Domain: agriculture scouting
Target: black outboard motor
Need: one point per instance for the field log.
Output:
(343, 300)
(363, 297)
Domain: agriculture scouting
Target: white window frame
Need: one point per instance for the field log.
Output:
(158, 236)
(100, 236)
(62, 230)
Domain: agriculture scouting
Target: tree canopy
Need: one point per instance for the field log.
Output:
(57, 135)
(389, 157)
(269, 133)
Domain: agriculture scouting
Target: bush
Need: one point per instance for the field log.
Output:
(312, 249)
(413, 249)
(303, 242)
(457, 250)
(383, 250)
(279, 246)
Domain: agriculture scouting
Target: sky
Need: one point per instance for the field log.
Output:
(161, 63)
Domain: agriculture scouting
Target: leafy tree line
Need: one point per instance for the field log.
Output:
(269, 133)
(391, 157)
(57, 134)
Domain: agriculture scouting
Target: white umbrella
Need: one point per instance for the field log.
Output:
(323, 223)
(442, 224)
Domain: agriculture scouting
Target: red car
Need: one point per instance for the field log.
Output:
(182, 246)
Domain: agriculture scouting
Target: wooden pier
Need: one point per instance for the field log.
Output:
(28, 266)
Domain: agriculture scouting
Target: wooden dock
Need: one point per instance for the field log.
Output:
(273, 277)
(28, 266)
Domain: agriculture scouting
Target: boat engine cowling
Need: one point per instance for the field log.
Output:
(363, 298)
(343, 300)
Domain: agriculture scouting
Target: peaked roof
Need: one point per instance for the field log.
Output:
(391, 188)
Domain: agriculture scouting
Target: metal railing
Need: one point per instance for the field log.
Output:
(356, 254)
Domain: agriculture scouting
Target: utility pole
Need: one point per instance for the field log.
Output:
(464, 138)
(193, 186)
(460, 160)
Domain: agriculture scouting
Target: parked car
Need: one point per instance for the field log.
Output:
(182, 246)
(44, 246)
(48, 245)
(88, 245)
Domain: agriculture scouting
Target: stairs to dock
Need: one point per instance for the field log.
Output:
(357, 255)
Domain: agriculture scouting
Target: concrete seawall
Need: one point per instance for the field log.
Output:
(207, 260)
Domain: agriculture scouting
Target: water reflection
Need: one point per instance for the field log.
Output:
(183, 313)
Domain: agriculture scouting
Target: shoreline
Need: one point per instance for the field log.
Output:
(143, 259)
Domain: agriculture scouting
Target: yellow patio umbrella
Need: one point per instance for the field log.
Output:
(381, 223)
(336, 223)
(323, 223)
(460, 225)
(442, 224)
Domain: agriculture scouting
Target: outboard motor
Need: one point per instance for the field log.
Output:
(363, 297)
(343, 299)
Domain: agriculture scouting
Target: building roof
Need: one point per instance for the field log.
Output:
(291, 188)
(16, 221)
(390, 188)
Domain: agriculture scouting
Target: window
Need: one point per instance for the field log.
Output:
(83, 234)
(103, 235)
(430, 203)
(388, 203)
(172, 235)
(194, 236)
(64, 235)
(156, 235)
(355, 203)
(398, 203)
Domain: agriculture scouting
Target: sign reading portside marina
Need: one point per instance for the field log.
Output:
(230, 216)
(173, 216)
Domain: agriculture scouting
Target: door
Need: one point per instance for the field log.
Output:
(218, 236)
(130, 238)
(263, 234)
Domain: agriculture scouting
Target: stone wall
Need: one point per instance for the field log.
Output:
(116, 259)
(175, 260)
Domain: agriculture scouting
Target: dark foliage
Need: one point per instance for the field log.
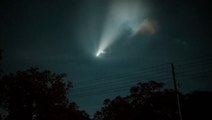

::::

• **Problem details**
Transcribe the listing exactly; omit all images.

• **Exercise answer**
Domain: agriculture scouting
Target: black outboard motor
Need: one point per instance for the field log.
Output:
(343, 300)
(363, 297)
Domain: agriculture scouting
Target: white window frame
Need: one point per instance for the field log.
Output:
(158, 236)
(100, 236)
(62, 230)
Domain: agriculture scouting
Target: tree canopy
Need: one point per instance for the field log.
Output:
(57, 135)
(389, 157)
(269, 133)
Domain: agriculture scouting
Target: bush
Need: one point per instance for the field log.
Output:
(312, 249)
(413, 249)
(303, 242)
(457, 250)
(383, 250)
(279, 246)
Domain: agriculture scouting
Target: sky
Need: one point per instance for the field log.
Output:
(161, 63)
Domain: agriculture scouting
Target: leafy tree line
Need: one point per instance for the field log.
Output:
(269, 133)
(391, 157)
(57, 134)
Domain: agriculture scouting
Target: white umbrella
Need: one point per instance for the field log.
Output:
(323, 223)
(442, 224)
Domain: agriculture scouting
Target: red car
Need: one point per instance for the field log.
Output:
(182, 246)
Domain: agriculture scouting
Target: wooden pier
Need: one point per instance for the field log.
Output:
(28, 266)
Domain: agriculture scouting
Target: wooden dock
Need: one point per instance for the field log.
Output:
(273, 277)
(28, 266)
Domain: agriculture scouting
Target: boat engine cowling
Need: one point per instance for the field log.
Output:
(363, 298)
(343, 300)
Domain: agriculture scouting
Target: peaked roof
Need: one point per instance for the field log.
Output:
(391, 188)
Domain: agriculture scouting
Target: metal railing
Need: one point per instance for the field log.
Output:
(356, 254)
Domain: agriculture scouting
Target: utility pole
Need: one point per instance for the field log.
Output:
(464, 138)
(193, 186)
(460, 160)
Domain: agriculture scouting
Target: parked car
Need: one point per instance for the field log.
Output:
(182, 246)
(44, 246)
(48, 245)
(88, 245)
Domain: agriculture scouting
Target: stairs to dock
Need: one point per instance for the field log.
Output:
(357, 255)
Domain: agriculture scouting
Target: concrete seawall
Need: one point per instance for the field log.
Output:
(207, 260)
Domain: agriculture scouting
Target: water reflection
Need: one point per instance for the field log.
Output:
(183, 313)
Domain: agriculture scouting
Target: shoreline
Need: one point per instance for the field log.
Output:
(143, 259)
Domain: agriculture scouting
Target: yellow patio umbrella
Need: one point per instance for the field log.
Output:
(381, 223)
(336, 223)
(323, 223)
(460, 225)
(442, 224)
Domain: agriculture scouting
Target: outboard motor
Need: one point per instance for the field log.
Output:
(363, 297)
(343, 299)
Domain: agriculture scouting
Target: building roof
Need: one point per instance for the field log.
Output:
(291, 188)
(16, 221)
(390, 188)
Domain: agriculture scouting
Target: window
Need: one point per instance for the field log.
Output:
(83, 234)
(103, 235)
(430, 203)
(388, 203)
(172, 235)
(194, 236)
(64, 235)
(156, 235)
(355, 203)
(398, 203)
Domain: agriculture scouting
Target: sign reading portside marina
Need: one point per instance for the field log.
Output:
(230, 216)
(173, 216)
Domain: agriculture scouting
Target: door
Need: one point per instance for the field log.
Output:
(218, 236)
(130, 238)
(263, 234)
Domain: agriculture scouting
Target: stone wall
Need: one point per instance for the field log.
Output:
(116, 259)
(175, 260)
Domain: agriculture scouting
Target: dark foliage
Need: one point per instance for the field log.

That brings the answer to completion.